**ABOUT THIS EXERCISE:** Could each entry below be printed again exactly as given?

====

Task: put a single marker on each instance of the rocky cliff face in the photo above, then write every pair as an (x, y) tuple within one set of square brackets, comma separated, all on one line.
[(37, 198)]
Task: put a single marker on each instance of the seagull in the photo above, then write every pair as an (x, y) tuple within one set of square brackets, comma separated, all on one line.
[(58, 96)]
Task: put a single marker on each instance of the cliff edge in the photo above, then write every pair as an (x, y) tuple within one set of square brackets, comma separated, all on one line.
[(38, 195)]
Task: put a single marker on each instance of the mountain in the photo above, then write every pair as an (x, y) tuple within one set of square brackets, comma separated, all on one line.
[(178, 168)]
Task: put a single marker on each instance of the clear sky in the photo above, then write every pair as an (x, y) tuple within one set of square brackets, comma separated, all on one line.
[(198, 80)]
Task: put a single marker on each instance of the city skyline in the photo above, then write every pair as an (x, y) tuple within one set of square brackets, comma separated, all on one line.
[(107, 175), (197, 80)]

====

**RESPONSE TO THIS TASK:**
Task: put a single marker on each instance of the rocky cliff face in the photo above, then write every pair as an (x, y) tuple within one set of square brackets, comma separated, all on one line.
[(37, 198)]
Task: put a single marker on each instance of the seagull in the photo above, then write every pair as an (x, y) tuple within one set of square brackets, comma separated, all on one line.
[(58, 96)]
Task: put a single marker on each instance of the cliff edge in the photo above, then write every pair as an (x, y) tuple within one set of square brackets, comma separated, all on one line.
[(38, 195)]
Task: put a single marker on each instance of the mountain in the photo above, then write every pair as an (x, y) tuple within one set of square brackets, comma separated, all on one line.
[(178, 168)]
Task: put a single marker on each instance of the clear sky in the photo above, then write every pair as an (x, y) tuple within one set of square brackets, comma separated, all on one line.
[(198, 80)]
Task: put a single marker on each instance of the city skyline in the photo above, then write every pair as an (x, y) tuple within one set of square brackets, comma separated, all on one line.
[(107, 175), (197, 80)]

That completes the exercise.